** START Page extract **

Women and Feminism Theme Icon

One of the most important aspects of Funny in Farsi’s portrait of Iranian culture is its treatment of women and femininity. Throughout the memoir, furthermore, Firoozeh evokes feminist themes more broadly. Although Firoozeh doesn’t mention any close friendships with American women (this aspect of her formative years is more important to the second memoir she wrote), the clash between American and Iranian notions of what women should want and accomplish in life is fundamental to her book.

As Firoozeh portrays it, Iranian culture places highly specific demands on women: that they should marry a man early on in life, bear children, and spend their remaining years cooking and supporting their children in any way they can. Firoozeh portrays Iranian notions of femininity primarily through the character of Nazireh, her mother. Nazireh was a bright child, but because of the unwritten laws of Iranian society at the time, she was pressured into getting married and having children at the age of seventeen. Nazireh abandons her formal education and her dreams of having a professional career, suggesting that Iranian women are expected to prioritize marriage and bearing children before everything else in their lives. (Firoozeh’s Aunt Parvine, one of the few Iranian women of Nazireh’s generation who has a successful career—at least in the book—is the exception that proves the rule, since she becomes a doctor in Switzerland.) Furthermore, Firoozeh suggests that Iranian women are pressured into worrying about their bodies and their beauty primarily for the pleasure of their male partners. An astounding number of Iranian women get “nose jobs,” Firoozeh explains, mostly because they want to look beautiful and get married.

** END Page extract **
** START Data in this exercise **

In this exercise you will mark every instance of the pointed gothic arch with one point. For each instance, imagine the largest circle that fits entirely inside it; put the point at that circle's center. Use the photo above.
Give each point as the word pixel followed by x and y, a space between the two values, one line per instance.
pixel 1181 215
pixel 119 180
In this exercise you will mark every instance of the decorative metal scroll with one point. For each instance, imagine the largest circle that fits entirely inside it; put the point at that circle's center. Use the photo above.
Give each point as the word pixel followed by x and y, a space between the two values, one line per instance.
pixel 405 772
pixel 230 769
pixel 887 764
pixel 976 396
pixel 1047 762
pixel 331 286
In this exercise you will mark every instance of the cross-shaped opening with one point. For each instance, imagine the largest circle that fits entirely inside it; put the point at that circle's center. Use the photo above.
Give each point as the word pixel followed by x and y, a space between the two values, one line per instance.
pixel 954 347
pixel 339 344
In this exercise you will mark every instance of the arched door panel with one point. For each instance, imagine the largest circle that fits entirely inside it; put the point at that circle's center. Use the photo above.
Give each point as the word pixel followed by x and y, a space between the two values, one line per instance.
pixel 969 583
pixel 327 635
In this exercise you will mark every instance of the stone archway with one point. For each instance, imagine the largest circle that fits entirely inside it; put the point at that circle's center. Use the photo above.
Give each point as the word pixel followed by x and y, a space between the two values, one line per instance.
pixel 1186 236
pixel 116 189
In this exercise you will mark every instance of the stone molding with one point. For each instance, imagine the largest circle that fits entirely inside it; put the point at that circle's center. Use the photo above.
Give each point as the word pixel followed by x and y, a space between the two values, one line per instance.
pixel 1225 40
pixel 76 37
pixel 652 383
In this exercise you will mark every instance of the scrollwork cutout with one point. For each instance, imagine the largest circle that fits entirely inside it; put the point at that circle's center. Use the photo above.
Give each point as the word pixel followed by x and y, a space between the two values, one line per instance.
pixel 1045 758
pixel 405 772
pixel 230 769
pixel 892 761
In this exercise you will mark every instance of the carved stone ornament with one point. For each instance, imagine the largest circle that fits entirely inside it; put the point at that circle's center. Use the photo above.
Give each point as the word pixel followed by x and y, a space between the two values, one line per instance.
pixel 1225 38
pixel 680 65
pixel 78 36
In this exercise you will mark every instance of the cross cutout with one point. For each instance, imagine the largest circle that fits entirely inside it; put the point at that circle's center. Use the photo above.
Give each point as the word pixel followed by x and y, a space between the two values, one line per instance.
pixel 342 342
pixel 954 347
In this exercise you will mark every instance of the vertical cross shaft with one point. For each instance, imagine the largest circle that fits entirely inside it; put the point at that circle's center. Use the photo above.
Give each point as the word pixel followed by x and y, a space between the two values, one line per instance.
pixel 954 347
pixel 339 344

** END Data in this exercise **
** START Data in this exercise **

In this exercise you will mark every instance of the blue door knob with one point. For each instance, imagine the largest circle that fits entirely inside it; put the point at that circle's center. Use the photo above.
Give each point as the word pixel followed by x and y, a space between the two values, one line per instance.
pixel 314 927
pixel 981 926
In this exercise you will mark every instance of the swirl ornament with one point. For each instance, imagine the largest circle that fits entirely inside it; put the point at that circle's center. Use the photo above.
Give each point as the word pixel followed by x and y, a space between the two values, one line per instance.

** END Data in this exercise **

Stated problem 1:
Can you convert the records between the line holding "In this exercise you will mark every instance of the pointed" and the line holding "pixel 331 286", inclusive, into a two-column CSV with the headers request and answer? Each request gets one row. Its text and its answer each go in a single quoted field, with line breaks replaced by spaces.
Stated problem 2:
Could you carry on the passage about women and feminism in Funny in Farsi from where it stops?

Task output 1:
request,answer
"In this exercise you will mark every instance of the pointed gothic arch with one point. For each instance, imagine the largest circle that fits entirely inside it; put the point at that circle's center. Use the photo above. Give each point as the word pixel followed by x and y, a space between the two values, one line per instance.","pixel 1181 215 pixel 119 180"
"In this exercise you will mark every instance of the decorative metal scroll with one point. For each instance, imagine the largest circle that fits entirely inside it; put the point at that circle's center. Use the photo above. Give each point as the word pixel followed by x and y, a space between the two values, one line per instance.","pixel 405 772 pixel 230 769 pixel 887 764 pixel 976 396 pixel 1047 762 pixel 331 286"

Task output 2:
It could be argued that, given that some Iranian women go on to have successful careers, Iranian culture’s view of women isn’t as suffocating and repressive as Firoozeh often suggests. However, Firoozeh is unambiguously critical of the Iranian view of women, which she describes as stifling and condescending; her entire adult life, as a college graduate and later as a professional writer, contradicts the Iranian view. However, she takes a gentle, affectionate tone when critiquing Iranian feminine ideals. Instead of viciously attacking the sexism of Iranian society, Firoozeh often suggests that certain Iranians are simply old-fashioned and afraid of change. Furthermore, there’s never a scene in which Firoozeh quarrels with another Iranian person about her decisions to go to college, get married relatively late in life, and become a working professional.

Ultimately, Funny in Farsi critiques Iranian notions of femininity but also suggests that Iranians can shift their traditions and learn to support a more equitable view of women: thus, Nazireh becomes a “pioneer” of progressive values by supporting Firoozeh’s decision to go to college and marry a non-Iranian later in life, even though she would have been criticized had she done the same thing as a young woman. In the place of Iranian gender norms, Firoozeh advocates what she sees as more tolerant American notions of feminism, which encourage women to educate themselves, pursue careers, and marry when and if they want to marry. While one could certainly argue that American society is guilty of many of the same forms of sexism that Firoozeh recognizes in Iranian society, Firoozeh herself doesn’t explore such an argument: instead, she celebrates America as a place of feminism and equality, in direct contrast to Iran.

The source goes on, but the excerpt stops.